_依頼内容 1:_ レコードの冒頭から「125L149 126L144 128L144」を含む行までを、両端の行も含めて一字一句そのまま返してください。その際、画像は回答に含めないでください。

本年も一年間、よろしくお願いいたします。

といっても、本格的な業務は7日からスタートですので、今日はまだお正月休みです。
昨年からは、残務整理や研修、休日出勤などが飛躍的に多くなり、ゆっくりと休むという習慣がなく、何度か調子が悪くなった時もあり、お正月はしっかりと休んでおきたいところなんです。


そのお休みのお楽しみの話です。


ジュブ・シャン

























何かないと開けることができないこんな代物。
そりゃ、ポンポン開けている人たちがたくさんいる事も承知ですが、私にはそんな余裕ありませんので、年に2回位のお楽しみ(お正月以外はいつか・・・想像にお任せします。)です。

今回これを選んだのには理由があります。
昨年の12月に友人の材木屋サンにお食事を誘っていただいた時に、飲ませて頂いたのが、この「DENIS MORTET」という作り手の物だったからで、しかも相当な価格だったのですが(いやらしい話ですけど・・・)、1999年ヴィンテージで11年熟成されていただけあって、もう、あの開けた瞬間の香りと、全て飲みほしてからのボトルの残り香が忘れられなかったからです。

忙しい毎日と金欠(こちらの方が大半)により、この手の高級ワインにはかなりご無沙汰だったため、どうしても飲みたくなり、同じ生産者の物を一本出してきた次第です。

_依頼内容 2:_ 本文によると、本格的な業務は何日から始まりますか。

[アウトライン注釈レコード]

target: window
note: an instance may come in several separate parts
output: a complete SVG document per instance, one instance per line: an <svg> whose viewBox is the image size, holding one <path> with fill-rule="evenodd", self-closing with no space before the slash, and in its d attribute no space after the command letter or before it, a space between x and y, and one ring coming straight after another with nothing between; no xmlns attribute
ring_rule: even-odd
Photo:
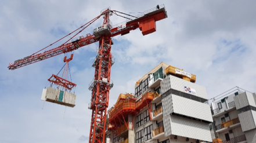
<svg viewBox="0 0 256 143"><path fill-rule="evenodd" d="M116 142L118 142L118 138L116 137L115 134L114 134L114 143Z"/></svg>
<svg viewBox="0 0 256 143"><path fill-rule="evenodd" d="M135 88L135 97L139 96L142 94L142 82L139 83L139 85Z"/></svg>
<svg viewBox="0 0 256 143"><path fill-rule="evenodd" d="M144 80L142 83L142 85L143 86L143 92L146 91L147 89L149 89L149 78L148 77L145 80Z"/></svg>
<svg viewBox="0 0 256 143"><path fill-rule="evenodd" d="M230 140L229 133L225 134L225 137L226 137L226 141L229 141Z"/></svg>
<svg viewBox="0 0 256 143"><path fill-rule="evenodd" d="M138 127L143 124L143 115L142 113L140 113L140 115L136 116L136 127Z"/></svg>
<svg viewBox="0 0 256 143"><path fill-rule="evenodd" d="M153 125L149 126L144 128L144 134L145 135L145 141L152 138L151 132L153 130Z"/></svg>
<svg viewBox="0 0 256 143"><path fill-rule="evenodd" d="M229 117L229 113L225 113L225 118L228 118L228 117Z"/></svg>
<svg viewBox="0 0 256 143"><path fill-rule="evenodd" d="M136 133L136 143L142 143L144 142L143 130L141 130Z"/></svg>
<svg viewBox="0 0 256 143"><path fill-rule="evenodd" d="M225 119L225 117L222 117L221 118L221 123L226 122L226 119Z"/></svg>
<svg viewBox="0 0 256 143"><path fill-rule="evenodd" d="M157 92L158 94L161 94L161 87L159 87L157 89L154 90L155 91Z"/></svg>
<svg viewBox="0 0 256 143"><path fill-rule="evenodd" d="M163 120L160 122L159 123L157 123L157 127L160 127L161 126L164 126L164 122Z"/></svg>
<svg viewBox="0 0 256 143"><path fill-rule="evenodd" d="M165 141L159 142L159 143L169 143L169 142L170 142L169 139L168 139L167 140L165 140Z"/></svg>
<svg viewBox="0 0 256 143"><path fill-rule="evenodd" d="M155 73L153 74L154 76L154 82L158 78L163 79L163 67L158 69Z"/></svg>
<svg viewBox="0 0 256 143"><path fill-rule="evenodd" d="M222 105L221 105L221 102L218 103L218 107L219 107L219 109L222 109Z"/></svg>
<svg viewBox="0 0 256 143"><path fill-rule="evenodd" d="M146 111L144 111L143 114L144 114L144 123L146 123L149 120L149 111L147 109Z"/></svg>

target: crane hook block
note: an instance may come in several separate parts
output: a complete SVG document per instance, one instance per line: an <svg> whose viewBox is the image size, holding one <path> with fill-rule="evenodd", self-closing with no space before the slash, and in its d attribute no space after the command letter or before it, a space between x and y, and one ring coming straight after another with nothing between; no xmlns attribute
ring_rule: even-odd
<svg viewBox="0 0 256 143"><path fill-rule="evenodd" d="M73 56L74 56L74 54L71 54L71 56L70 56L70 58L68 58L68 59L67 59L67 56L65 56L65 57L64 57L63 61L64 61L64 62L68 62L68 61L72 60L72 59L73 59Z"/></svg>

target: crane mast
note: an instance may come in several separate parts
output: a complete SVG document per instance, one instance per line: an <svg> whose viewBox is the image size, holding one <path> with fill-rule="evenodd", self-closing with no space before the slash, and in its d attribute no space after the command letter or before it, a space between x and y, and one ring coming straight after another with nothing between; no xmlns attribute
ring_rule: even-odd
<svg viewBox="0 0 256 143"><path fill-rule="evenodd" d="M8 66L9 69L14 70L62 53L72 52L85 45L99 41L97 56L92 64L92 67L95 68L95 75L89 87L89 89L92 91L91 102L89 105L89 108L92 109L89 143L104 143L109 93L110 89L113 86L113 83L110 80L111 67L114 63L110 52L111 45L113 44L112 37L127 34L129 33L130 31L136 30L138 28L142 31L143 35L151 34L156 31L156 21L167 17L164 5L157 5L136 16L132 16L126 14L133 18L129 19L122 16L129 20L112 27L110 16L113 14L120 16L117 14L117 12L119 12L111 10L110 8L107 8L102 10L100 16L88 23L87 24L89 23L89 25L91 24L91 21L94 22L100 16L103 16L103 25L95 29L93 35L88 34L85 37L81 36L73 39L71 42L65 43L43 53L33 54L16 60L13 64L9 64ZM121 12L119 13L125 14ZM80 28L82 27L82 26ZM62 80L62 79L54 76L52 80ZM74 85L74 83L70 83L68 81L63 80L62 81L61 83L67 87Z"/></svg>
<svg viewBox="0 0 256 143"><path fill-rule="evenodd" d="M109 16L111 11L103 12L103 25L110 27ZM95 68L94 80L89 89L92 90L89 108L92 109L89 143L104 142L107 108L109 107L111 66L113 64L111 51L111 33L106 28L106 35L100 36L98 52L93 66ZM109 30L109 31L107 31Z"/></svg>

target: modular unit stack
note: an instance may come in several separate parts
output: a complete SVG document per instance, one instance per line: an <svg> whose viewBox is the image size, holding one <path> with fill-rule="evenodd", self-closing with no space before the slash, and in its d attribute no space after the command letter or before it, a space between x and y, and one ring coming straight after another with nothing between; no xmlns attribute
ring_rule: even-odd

_回答 1:_
target: window
note: an instance may come in several separate parts
output: a complete SVG document per instance, one instance per line: an <svg> whose viewBox is the image size, holding one <path> with fill-rule="evenodd", self-closing with no space before the slash, and in its d attribute no space after the command letter or before it, a space between x and y, and one ring coming straight after another with nothing between; no xmlns attribute
ring_rule: even-odd
Photo:
<svg viewBox="0 0 256 143"><path fill-rule="evenodd" d="M116 142L118 142L118 138L116 137L115 134L114 134L114 143Z"/></svg>
<svg viewBox="0 0 256 143"><path fill-rule="evenodd" d="M135 88L135 97L139 96L142 94L142 82L139 83L139 85Z"/></svg>
<svg viewBox="0 0 256 143"><path fill-rule="evenodd" d="M144 80L142 83L142 85L143 86L143 92L146 91L147 89L149 89L149 78L148 77L145 80Z"/></svg>
<svg viewBox="0 0 256 143"><path fill-rule="evenodd" d="M230 140L229 133L225 134L225 137L226 137L226 141L229 141Z"/></svg>
<svg viewBox="0 0 256 143"><path fill-rule="evenodd" d="M138 127L143 124L143 115L142 113L140 113L140 115L136 116L136 127Z"/></svg>
<svg viewBox="0 0 256 143"><path fill-rule="evenodd" d="M153 125L149 126L144 128L144 134L145 135L145 141L152 138L151 132L153 130Z"/></svg>

_回答 2:_ 7日からです。